Short problem:
Print the lines below word for word, and leave out the pictures.

Data entries:
---
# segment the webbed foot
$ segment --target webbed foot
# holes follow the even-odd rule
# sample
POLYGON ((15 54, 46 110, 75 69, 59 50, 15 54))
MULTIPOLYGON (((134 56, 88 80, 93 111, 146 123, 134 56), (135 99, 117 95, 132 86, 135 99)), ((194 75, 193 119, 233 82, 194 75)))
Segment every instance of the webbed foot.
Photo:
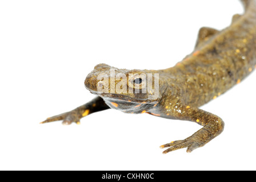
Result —
POLYGON ((69 125, 73 122, 76 123, 77 125, 79 125, 80 119, 82 117, 82 115, 79 113, 79 111, 75 109, 69 112, 64 113, 47 118, 45 121, 41 122, 40 124, 63 120, 62 124, 64 125, 69 125))

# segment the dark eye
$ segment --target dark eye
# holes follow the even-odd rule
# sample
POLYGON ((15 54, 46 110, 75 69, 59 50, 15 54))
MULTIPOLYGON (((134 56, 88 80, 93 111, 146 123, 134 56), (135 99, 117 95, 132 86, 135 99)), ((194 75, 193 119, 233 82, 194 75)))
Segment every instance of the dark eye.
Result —
POLYGON ((138 78, 135 79, 134 82, 134 84, 139 85, 142 82, 142 79, 141 79, 141 78, 138 78))

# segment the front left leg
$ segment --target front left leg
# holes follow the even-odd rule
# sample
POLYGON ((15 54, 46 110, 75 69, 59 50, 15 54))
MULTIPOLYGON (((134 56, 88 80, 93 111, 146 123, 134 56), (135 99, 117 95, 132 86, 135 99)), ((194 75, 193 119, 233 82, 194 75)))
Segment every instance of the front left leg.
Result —
POLYGON ((46 123, 55 121, 63 120, 63 125, 70 125, 72 122, 80 124, 80 119, 93 113, 104 110, 110 107, 106 104, 104 100, 100 97, 97 97, 90 102, 86 103, 70 111, 47 118, 40 123, 46 123))
POLYGON ((173 141, 161 146, 161 148, 170 147, 163 154, 187 147, 187 152, 191 152, 203 146, 223 130, 224 122, 220 117, 214 114, 197 108, 186 108, 183 114, 184 115, 180 115, 177 119, 193 121, 203 126, 203 127, 184 140, 173 141))

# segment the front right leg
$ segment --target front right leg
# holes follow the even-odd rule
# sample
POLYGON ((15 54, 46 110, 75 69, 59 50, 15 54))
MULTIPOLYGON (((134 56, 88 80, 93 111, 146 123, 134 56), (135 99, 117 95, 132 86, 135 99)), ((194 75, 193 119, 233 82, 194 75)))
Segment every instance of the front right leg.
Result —
POLYGON ((104 110, 110 107, 100 97, 97 97, 90 102, 86 103, 70 111, 47 118, 40 123, 46 123, 55 121, 63 120, 62 124, 70 125, 72 122, 80 124, 80 119, 93 113, 104 110))

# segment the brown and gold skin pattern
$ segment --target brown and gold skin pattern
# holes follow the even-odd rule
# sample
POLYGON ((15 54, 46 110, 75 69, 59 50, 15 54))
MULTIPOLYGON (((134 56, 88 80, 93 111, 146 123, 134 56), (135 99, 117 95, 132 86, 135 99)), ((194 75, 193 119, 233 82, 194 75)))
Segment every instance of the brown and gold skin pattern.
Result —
---
Completed task:
# segment the webbed foot
$ segment --target webbed foot
# holes follow the even-odd rule
# sample
POLYGON ((15 54, 46 110, 75 69, 59 50, 15 54))
MULTIPOLYGON (((134 56, 88 80, 93 111, 146 123, 134 56), (135 99, 117 95, 132 86, 135 99)), ((194 75, 193 119, 233 82, 194 75)))
Segment every instance of the webbed foot.
Photo:
Result —
POLYGON ((69 125, 73 122, 76 123, 77 125, 79 125, 80 119, 82 117, 82 115, 79 113, 79 111, 75 109, 69 112, 64 113, 47 118, 45 121, 41 122, 40 124, 63 120, 62 124, 64 125, 69 125))

# segment the dark eye
$ segment --target dark eye
# holes follow the even-odd rule
# sample
POLYGON ((15 54, 46 110, 75 69, 59 50, 15 54))
MULTIPOLYGON (((134 56, 88 80, 93 111, 146 123, 134 56), (135 99, 117 95, 132 86, 135 99)), ((194 75, 193 119, 233 82, 194 75)))
Segment every instance of the dark eye.
Result —
POLYGON ((138 78, 135 79, 134 82, 134 84, 139 85, 142 82, 142 79, 141 79, 141 78, 138 78))

# segment the front left leg
$ segment --target front left leg
# holes follow the even-odd rule
# sample
POLYGON ((15 54, 46 110, 75 69, 59 50, 15 54))
MULTIPOLYGON (((134 56, 88 80, 93 111, 146 123, 134 56), (135 99, 117 95, 132 86, 135 99)), ((194 75, 193 119, 233 82, 194 75)))
Segment every instance of the front left leg.
Result —
POLYGON ((46 123, 55 121, 63 120, 63 125, 70 125, 72 122, 80 124, 80 119, 93 113, 104 110, 110 107, 106 104, 104 100, 100 97, 97 97, 90 102, 86 103, 70 111, 47 118, 40 123, 46 123))
POLYGON ((173 141, 161 146, 161 148, 170 147, 163 154, 187 147, 187 152, 191 152, 203 146, 223 130, 224 122, 220 117, 214 114, 197 108, 186 108, 183 114, 184 115, 180 115, 177 119, 193 121, 203 126, 203 127, 184 140, 173 141))

# segment the front right leg
$ segment --target front right leg
# holes follow the even-odd rule
# sample
POLYGON ((15 54, 46 110, 75 69, 59 50, 15 54))
MULTIPOLYGON (((134 56, 88 80, 93 111, 146 123, 134 56), (135 99, 117 95, 132 86, 135 99)), ((194 75, 193 119, 233 82, 194 75)))
Segment every instance of the front right leg.
Result —
POLYGON ((104 110, 110 107, 100 97, 97 97, 90 102, 86 103, 70 111, 47 118, 40 123, 46 123, 55 121, 63 120, 62 124, 70 125, 72 122, 80 124, 80 119, 93 113, 104 110))

# segment the brown and gold skin pattern
$ segment --target brown and gold skin pattern
# holes follow the even-odd rule
# sample
POLYGON ((15 54, 46 110, 75 69, 59 50, 15 54))
MULTIPOLYGON (((134 56, 88 80, 93 111, 146 123, 134 56), (135 99, 117 95, 132 86, 135 99)), ((194 75, 193 119, 233 82, 194 75)))
Segment every instance of the brown and gold skin pattern.
Result —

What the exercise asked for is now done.